--- begin DATASET EXTRACT ---

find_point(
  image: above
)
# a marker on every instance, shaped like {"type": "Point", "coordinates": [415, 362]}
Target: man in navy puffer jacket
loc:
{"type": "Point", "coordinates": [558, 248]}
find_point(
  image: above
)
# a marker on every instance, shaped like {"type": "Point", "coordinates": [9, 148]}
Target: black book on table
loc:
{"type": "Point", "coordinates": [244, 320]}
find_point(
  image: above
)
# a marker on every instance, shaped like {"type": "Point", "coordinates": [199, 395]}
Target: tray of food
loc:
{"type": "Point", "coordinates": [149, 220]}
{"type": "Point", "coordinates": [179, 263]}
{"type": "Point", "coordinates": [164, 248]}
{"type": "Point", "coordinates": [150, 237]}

--- end DATASET EXTRACT ---
--- begin DATASET EXTRACT ---

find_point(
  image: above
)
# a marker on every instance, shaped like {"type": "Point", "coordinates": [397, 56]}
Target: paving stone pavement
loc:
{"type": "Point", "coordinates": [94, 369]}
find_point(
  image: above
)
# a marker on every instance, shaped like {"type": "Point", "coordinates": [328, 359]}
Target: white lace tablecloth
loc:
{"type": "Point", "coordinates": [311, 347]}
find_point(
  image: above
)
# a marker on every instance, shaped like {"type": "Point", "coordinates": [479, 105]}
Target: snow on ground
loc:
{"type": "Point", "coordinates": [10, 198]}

--- end DATASET EXTRACT ---

- [EXERCISE] How many lines above contain the string "like", matching case exactly? Reply with the number only.

- [EXERCISE RESPONSE] 6